## Exercise requirements
Would you copy the full listing that follows without changing a thing?
** Opening Material for this exercise block **
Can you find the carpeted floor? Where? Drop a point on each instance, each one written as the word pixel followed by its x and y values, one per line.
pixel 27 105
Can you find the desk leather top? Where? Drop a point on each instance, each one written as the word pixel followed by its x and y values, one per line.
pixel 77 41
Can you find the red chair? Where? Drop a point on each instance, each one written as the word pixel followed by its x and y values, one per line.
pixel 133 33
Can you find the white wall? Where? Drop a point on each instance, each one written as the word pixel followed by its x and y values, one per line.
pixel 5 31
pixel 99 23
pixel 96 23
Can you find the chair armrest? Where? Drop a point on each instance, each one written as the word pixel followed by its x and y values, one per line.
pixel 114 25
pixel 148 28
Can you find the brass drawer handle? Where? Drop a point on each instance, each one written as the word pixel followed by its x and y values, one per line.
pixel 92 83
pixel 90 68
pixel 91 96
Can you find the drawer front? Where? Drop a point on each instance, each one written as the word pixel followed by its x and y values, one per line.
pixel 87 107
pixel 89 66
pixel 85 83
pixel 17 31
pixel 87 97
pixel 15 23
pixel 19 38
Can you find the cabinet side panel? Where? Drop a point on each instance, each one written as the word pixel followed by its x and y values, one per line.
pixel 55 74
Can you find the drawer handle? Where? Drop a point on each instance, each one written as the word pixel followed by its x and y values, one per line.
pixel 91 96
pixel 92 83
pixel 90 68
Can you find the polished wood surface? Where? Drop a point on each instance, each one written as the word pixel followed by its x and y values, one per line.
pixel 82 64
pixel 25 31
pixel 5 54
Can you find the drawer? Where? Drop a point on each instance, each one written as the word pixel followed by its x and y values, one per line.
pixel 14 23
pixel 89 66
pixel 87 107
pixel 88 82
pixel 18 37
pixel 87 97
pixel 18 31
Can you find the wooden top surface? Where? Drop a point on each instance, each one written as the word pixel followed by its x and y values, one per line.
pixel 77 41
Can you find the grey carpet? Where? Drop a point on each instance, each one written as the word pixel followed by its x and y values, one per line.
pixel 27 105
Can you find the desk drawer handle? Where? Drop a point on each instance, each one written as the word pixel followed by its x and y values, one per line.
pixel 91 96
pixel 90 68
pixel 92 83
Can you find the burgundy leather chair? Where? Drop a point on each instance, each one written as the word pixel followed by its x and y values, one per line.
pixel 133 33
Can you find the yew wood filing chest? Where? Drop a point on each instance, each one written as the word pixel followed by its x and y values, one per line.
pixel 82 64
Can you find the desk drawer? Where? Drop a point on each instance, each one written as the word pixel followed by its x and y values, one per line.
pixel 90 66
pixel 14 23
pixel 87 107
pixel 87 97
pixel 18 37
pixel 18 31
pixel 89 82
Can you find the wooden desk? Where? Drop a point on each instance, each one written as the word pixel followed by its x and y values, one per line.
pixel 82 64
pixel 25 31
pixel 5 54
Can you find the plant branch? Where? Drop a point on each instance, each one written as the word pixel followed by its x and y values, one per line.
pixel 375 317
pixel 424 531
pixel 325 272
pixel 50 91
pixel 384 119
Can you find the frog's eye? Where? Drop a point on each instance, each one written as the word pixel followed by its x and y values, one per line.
** Closing Material for this exercise block **
## Solution to this exercise
Can you find the carpeted floor? Where? Drop a point on each instance, each one written as the word pixel followed by its x and y values, one per line.
pixel 27 105
Can you find the desk leather top? Where? Drop a point on each instance, each one written as the word pixel followed by its x and y values, one per line.
pixel 77 41
Can you find the red chair? Where? Drop a point on each instance, each one written as the word pixel followed by its x and y values, one per line.
pixel 133 33
Can you find the white wall? Where? Drop a point on each instance, each one written as the word pixel followed by its x and y values, one per line.
pixel 5 31
pixel 99 23
pixel 96 23
Can you find the chair armrest? Where? Drop a point on each instance, each one written as the word pixel followed by its x and y values, one per line.
pixel 114 25
pixel 148 28
Can you find the brass drawer handle? Where? Drop a point on each instance, each one written as the word pixel followed by its x and y values, one per line.
pixel 92 83
pixel 90 68
pixel 91 96
Can you find the drawer front? Where? Drop a point on each instance, each one written as the word pixel followed by its x and y values, one per line.
pixel 87 107
pixel 89 66
pixel 85 83
pixel 17 31
pixel 87 97
pixel 15 23
pixel 19 38
Can you find the cabinet side panel? Where? Drop a point on each instance, each one written as the word pixel followed by its x and y values, one per line.
pixel 55 74
Can you find the drawer handle? Where? Drop a point on each instance, each one written as the word pixel followed by its x and y values, one per line.
pixel 91 96
pixel 92 83
pixel 90 68
Can you find the polished wood surface? Where? Drop a point on each instance, each one written as the word pixel followed by its x and y values, one per line.
pixel 82 64
pixel 25 31
pixel 5 54
Can you find the drawer? Where? Drop a point on each instance, each one written as the word pixel followed by its x and y values, one per line.
pixel 14 23
pixel 89 66
pixel 87 107
pixel 88 82
pixel 18 37
pixel 87 97
pixel 18 31
Can you find the wooden top surface? Where? Drop a point on each instance, each one written as the word pixel followed by its x and y values, one per line.
pixel 77 41
Can you find the grey carpet? Where? Drop a point on each instance, each one written as the word pixel followed by its x and y values, one per line.
pixel 27 105
Can you find the desk drawer handle? Where? Drop a point on each instance, each one written as the word pixel followed by its x and y values, one per line.
pixel 91 96
pixel 90 68
pixel 92 83
Can you find the burgundy leather chair? Where? Drop a point on each instance, each one written as the word pixel followed by its x and y values, one per line.
pixel 133 33
Can you find the yew wood filing chest? Where? Drop a point on each instance, each one written as the word pixel followed by its x and y values, one per line.
pixel 82 64
Can you find the desk drawer? Where? Drop a point on each instance, each one written as the word pixel followed by its x and y values, one per line.
pixel 90 66
pixel 14 23
pixel 87 107
pixel 87 97
pixel 18 37
pixel 18 31
pixel 89 82
Can you find the wooden desk? Where? Drop a point on each instance, each one written as the word pixel followed by its x and y values, one per line.
pixel 82 64
pixel 25 31
pixel 5 54
Can you find the plant branch? Where? Drop a point on each instance, each one written as the word pixel followed by its x and y values, one per line.
pixel 375 317
pixel 424 531
pixel 325 272
pixel 50 91
pixel 384 119
Can you find the frog's eye? Where? Drop a point on each instance, each one written as the word pixel followed by its x and y values, one per line.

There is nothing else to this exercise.